**DATA FOR THIS EXERCISE**

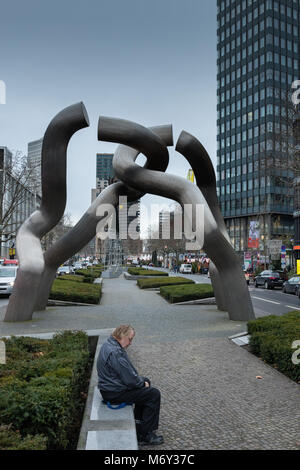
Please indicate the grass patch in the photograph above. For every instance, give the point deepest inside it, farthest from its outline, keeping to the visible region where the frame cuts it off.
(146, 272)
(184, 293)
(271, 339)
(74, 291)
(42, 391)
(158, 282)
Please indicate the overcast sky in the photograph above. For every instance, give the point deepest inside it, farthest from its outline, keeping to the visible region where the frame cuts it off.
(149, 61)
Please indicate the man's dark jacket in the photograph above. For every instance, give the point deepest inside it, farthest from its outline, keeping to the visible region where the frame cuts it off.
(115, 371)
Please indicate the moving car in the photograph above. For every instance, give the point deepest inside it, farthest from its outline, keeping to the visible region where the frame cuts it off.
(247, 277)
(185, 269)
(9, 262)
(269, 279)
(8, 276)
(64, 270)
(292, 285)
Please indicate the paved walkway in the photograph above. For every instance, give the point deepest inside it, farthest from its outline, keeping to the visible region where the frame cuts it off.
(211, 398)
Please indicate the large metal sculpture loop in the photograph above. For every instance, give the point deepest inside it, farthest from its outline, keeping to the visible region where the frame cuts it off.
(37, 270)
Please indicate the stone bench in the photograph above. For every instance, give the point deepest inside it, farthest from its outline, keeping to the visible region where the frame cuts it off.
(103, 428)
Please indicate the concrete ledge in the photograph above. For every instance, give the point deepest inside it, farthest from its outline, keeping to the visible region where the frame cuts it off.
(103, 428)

**EXERCISE DESCRIPTION**
Please rewrite the records above with "image" in place of every "photograph", keeping everything else the same and leaving out the pictures.

**OUTPUT FOR THIS EXERCISE**
Please indicate the grass patch in the image above. For every instance, give the point deepest inside it, farthest from its outline, keeping to the visible region where the frame cuts it off.
(146, 272)
(184, 293)
(271, 339)
(74, 291)
(42, 391)
(158, 282)
Please indicate the overcast sky in the image above. For every instance, give the point deepest inside it, farthest from its outline, keeping to the visible region where the frame cuts it off.
(149, 61)
Please indicate the man's dark jacket in the image above. For every instance, give the point deepest inside it, farthest from its outline, keeping to the visible region where the frame cuts it off.
(115, 371)
Please indicate the moving car in the image above. For every instance, give the point deepest inside it, farthest from its outline, keeping to the visible region where the frame cuts it off.
(247, 277)
(185, 269)
(9, 262)
(269, 279)
(8, 276)
(64, 270)
(292, 285)
Please indicate the paved walkway in the image above. For every instance, give the point deepest inside it, farthest from its outline, keeping to the visible region where the frame cuts it off.
(211, 398)
Please indicate the large metal sculpture loop in the image above. For every instance, give the point deepest inside it, farthest from its outline, keeping to the visible region where the frame cuts it off.
(37, 270)
Please indicate the stone bench in the image above. For every instance, give the point deepest inside it, farthest from its outline, keeping to the visible region where the frame cuts it off.
(103, 428)
Please indicate the concrete ledge in the image above. For every instance, give the point deepest inside it, farthest from its outline, keeping to the visible region where the frame cuts it off.
(103, 428)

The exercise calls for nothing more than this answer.